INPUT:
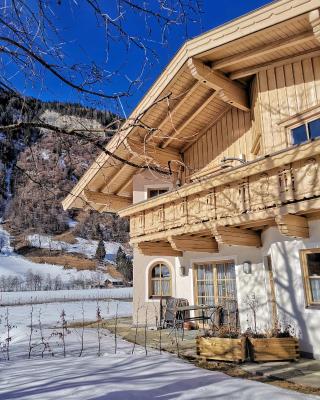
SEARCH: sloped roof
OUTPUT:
[63,0,320,211]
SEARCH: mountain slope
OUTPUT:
[0,92,128,242]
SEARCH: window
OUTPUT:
[300,249,320,307]
[291,118,320,144]
[194,261,238,324]
[148,188,169,199]
[150,263,171,297]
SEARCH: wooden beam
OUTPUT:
[160,91,218,149]
[230,49,320,79]
[168,235,219,253]
[83,189,132,212]
[276,214,309,238]
[124,139,181,170]
[147,81,202,142]
[180,104,231,153]
[211,31,314,70]
[137,242,182,257]
[309,9,320,42]
[212,225,261,247]
[188,58,250,111]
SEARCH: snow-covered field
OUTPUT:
[27,234,126,261]
[0,287,133,306]
[0,302,317,400]
[0,226,124,290]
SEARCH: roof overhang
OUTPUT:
[63,0,320,212]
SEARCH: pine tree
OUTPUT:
[96,239,106,261]
[116,247,133,281]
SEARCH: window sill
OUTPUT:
[306,304,320,310]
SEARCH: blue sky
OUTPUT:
[15,0,269,115]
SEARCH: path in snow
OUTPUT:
[0,302,318,400]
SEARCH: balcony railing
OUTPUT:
[120,141,320,238]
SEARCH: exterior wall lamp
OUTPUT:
[242,261,252,275]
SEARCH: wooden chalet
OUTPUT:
[63,0,320,358]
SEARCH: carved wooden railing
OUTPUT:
[120,143,320,242]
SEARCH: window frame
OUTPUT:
[299,248,320,309]
[148,261,172,299]
[192,259,239,328]
[286,114,320,146]
[193,259,238,304]
[147,187,170,200]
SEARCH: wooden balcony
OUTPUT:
[119,140,320,248]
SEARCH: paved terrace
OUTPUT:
[80,318,320,396]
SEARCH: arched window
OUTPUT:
[149,263,171,297]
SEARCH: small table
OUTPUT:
[176,304,217,331]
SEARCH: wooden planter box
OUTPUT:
[197,337,246,362]
[249,338,300,361]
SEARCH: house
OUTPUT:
[63,0,320,358]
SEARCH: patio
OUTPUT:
[92,318,320,395]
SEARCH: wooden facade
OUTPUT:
[64,0,320,255]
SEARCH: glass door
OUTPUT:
[194,261,238,326]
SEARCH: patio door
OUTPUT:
[194,261,238,326]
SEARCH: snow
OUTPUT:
[41,150,50,161]
[27,234,121,261]
[0,302,318,400]
[0,227,13,255]
[0,287,133,306]
[0,253,105,282]
[0,226,122,283]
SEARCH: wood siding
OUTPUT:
[257,57,320,154]
[184,108,252,180]
[183,57,320,182]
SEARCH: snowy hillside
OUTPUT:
[0,226,124,290]
[27,234,124,261]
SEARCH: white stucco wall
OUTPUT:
[262,220,320,358]
[133,171,320,359]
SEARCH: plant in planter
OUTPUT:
[197,326,246,362]
[245,325,300,362]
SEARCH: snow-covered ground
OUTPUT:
[27,234,126,261]
[0,302,317,400]
[0,287,133,306]
[0,253,100,282]
[0,226,122,283]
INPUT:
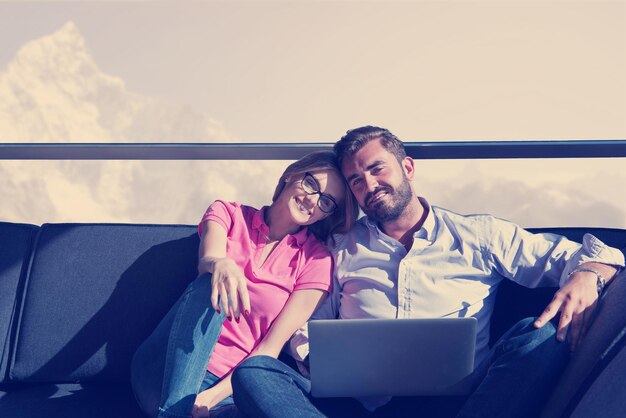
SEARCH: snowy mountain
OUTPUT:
[0,22,284,223]
[0,22,229,142]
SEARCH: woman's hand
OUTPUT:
[191,385,228,418]
[211,257,250,322]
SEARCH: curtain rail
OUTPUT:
[0,139,626,160]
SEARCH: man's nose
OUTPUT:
[365,175,378,192]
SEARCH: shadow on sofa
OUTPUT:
[0,223,626,418]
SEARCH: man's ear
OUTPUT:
[401,157,415,180]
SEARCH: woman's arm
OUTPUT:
[193,289,328,418]
[198,221,250,320]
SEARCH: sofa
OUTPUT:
[0,222,626,418]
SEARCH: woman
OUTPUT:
[131,151,358,418]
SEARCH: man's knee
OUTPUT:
[498,318,567,352]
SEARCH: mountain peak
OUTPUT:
[47,20,85,48]
[9,21,97,74]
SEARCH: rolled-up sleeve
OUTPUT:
[559,234,624,287]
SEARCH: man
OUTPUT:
[233,126,624,417]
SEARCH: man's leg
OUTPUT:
[458,318,569,418]
[232,356,324,418]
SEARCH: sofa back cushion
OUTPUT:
[0,222,39,384]
[10,224,198,382]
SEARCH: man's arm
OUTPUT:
[485,218,624,350]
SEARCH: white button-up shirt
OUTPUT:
[290,199,624,366]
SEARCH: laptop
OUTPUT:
[309,318,476,397]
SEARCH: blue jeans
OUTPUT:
[131,274,233,418]
[232,318,569,418]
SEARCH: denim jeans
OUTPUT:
[232,318,569,418]
[131,273,232,418]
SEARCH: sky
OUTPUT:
[0,0,626,227]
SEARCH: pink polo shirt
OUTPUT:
[198,200,332,377]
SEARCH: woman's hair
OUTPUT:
[272,151,359,243]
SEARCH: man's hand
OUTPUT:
[534,262,617,351]
[211,258,250,321]
[535,271,598,351]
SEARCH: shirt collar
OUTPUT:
[252,206,308,247]
[413,196,435,241]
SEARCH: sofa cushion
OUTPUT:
[570,336,626,418]
[9,224,199,383]
[0,222,39,384]
[543,271,626,417]
[0,383,143,418]
[490,228,626,345]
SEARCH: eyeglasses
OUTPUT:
[302,173,337,213]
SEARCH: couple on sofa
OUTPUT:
[131,126,624,418]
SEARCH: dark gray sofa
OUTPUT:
[0,223,626,418]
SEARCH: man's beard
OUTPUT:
[362,176,413,223]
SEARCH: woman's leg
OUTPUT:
[131,274,224,417]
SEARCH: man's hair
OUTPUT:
[333,125,406,167]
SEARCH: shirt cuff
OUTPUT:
[559,234,624,287]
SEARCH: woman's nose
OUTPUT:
[302,193,320,209]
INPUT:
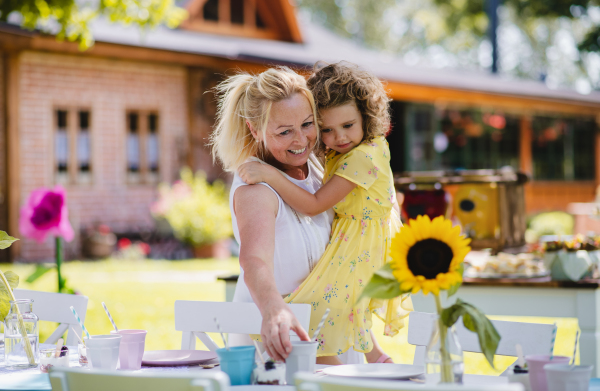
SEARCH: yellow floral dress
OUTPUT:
[285,137,412,356]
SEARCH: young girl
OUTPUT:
[239,63,412,362]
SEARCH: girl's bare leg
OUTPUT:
[317,356,342,365]
[365,331,394,364]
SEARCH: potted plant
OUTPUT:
[153,168,233,258]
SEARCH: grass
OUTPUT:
[0,258,578,375]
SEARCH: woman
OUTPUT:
[212,68,394,364]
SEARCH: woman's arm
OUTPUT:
[233,186,310,360]
[239,162,356,216]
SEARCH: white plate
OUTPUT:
[323,364,425,379]
[142,350,217,367]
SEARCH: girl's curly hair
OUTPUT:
[307,61,390,152]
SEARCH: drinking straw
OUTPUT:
[550,322,556,361]
[515,344,525,368]
[313,308,330,341]
[54,338,64,358]
[215,317,229,350]
[69,306,92,339]
[102,302,119,333]
[252,339,265,366]
[571,330,579,369]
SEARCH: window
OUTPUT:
[531,117,596,180]
[54,108,92,185]
[126,110,160,184]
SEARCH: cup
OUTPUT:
[544,364,593,391]
[40,348,69,373]
[110,330,148,369]
[85,334,122,370]
[525,354,571,391]
[285,341,319,385]
[217,346,256,386]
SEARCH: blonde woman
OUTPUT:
[212,68,394,364]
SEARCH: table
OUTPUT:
[0,344,516,391]
[413,277,600,377]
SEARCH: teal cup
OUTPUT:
[217,346,256,386]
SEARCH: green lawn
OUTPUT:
[0,259,577,374]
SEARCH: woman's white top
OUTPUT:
[229,155,364,364]
[229,158,334,302]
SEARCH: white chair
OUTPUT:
[175,300,311,351]
[14,289,88,346]
[408,312,554,365]
[295,372,524,391]
[50,367,229,391]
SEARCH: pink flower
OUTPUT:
[19,186,75,243]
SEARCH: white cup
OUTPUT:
[85,334,122,370]
[285,341,319,385]
[544,364,593,391]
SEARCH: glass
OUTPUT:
[425,316,464,384]
[77,342,88,367]
[40,346,69,373]
[4,299,39,369]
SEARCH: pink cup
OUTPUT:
[110,330,147,369]
[528,356,571,391]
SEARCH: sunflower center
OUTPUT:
[406,239,454,280]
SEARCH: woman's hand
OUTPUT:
[238,162,277,185]
[260,302,310,361]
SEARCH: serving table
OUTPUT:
[413,277,600,377]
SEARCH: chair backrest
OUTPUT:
[175,300,311,351]
[295,372,524,391]
[50,367,229,391]
[14,289,88,346]
[408,312,554,365]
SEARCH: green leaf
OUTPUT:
[441,299,500,368]
[0,272,19,321]
[357,263,405,302]
[25,264,53,284]
[0,231,19,250]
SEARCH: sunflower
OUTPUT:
[390,216,471,295]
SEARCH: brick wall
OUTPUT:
[19,52,188,261]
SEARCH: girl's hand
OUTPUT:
[260,301,310,361]
[238,162,275,185]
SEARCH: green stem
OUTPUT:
[0,270,35,365]
[55,236,64,293]
[433,294,454,383]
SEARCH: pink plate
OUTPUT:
[142,350,217,367]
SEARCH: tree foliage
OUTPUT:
[0,0,187,49]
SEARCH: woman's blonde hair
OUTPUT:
[211,67,318,171]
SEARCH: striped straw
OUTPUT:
[313,308,330,341]
[70,306,92,339]
[215,317,229,350]
[102,302,119,333]
[550,322,556,361]
[571,330,579,366]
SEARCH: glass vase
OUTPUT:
[425,315,464,384]
[4,299,39,369]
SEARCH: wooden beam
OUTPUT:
[519,115,533,176]
[4,52,21,260]
[387,81,600,116]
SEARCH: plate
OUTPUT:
[142,350,217,367]
[464,270,550,279]
[323,364,425,379]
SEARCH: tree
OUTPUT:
[0,0,187,50]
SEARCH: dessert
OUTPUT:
[252,360,285,385]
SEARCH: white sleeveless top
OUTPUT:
[229,156,334,302]
[229,155,365,364]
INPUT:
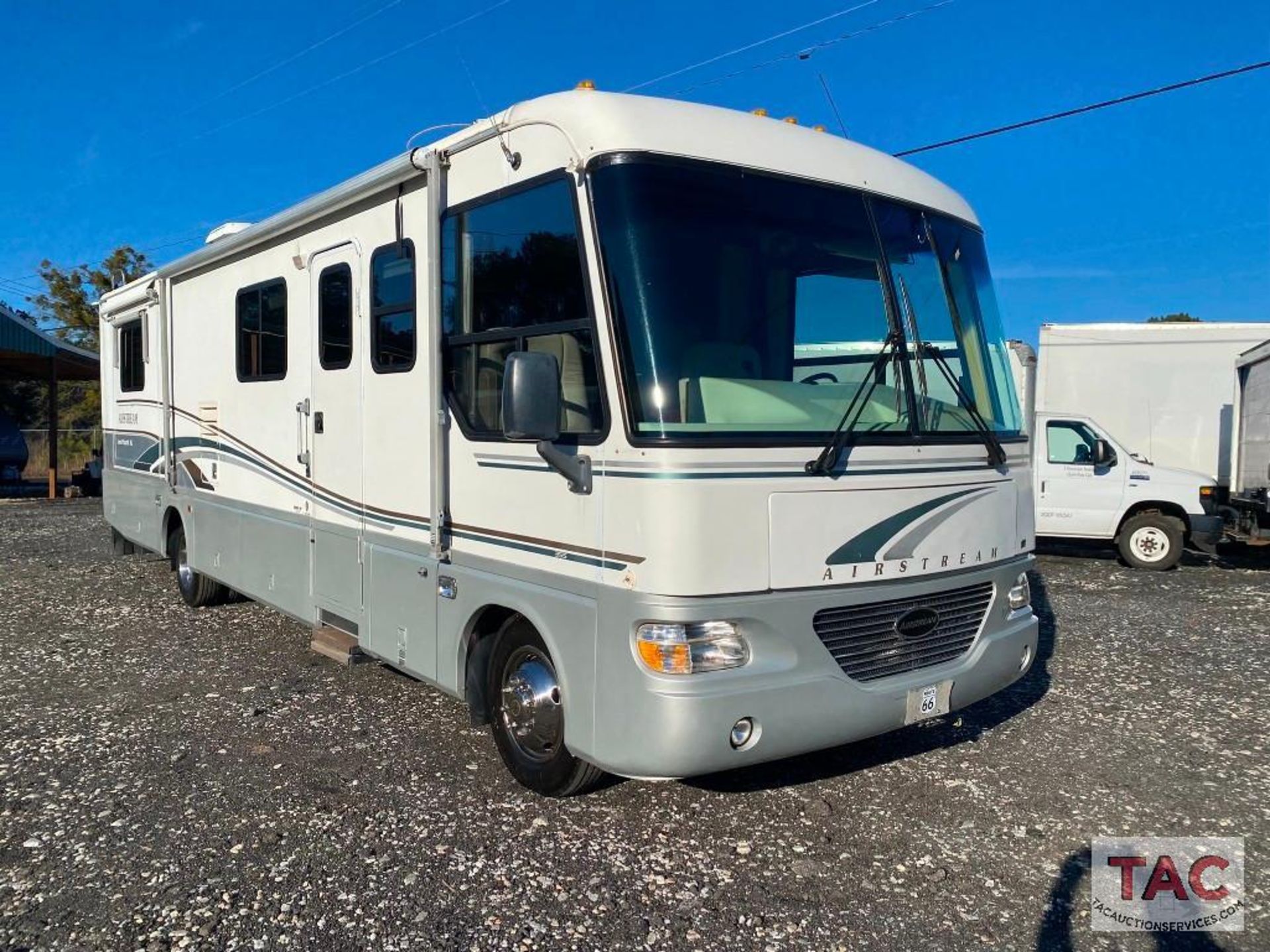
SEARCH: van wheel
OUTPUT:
[167,520,229,608]
[110,528,137,555]
[486,615,603,797]
[1118,513,1185,571]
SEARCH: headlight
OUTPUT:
[635,622,749,674]
[1006,573,1031,612]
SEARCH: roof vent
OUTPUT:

▸ **What you have to do**:
In the items above, could you lay out the lines as a JSON list of strings, one per line and skipping any blank ones, beginning at the line that has "SEARCH: man's hand" and stopping after the line that has "[131,126,624,418]"?

▸ **Result below**:
[
  "SEARCH: man's hand",
  "OUTPUT:",
  "[534,262,617,351]",
  "[211,258,250,321]",
  "[535,271,598,351]",
  "SEARCH: shirt collar",
  "OUTPUT:",
  "[252,206,308,247]",
  "[413,196,435,241]",
  "SEARCH: sofa cushion",
  "OUTPUT:",
  "[570,336,626,418]",
  "[9,224,199,383]",
  "[0,222,39,384]",
  "[543,271,626,417]",
  "[0,383,143,418]",
  "[490,228,626,345]",
  "SEARCH: eyeglasses",
  "OUTPUT:",
  "[302,173,337,213]",
  "SEARCH: couple on sofa",
  "OUTPUT:",
  "[131,126,624,418]"
]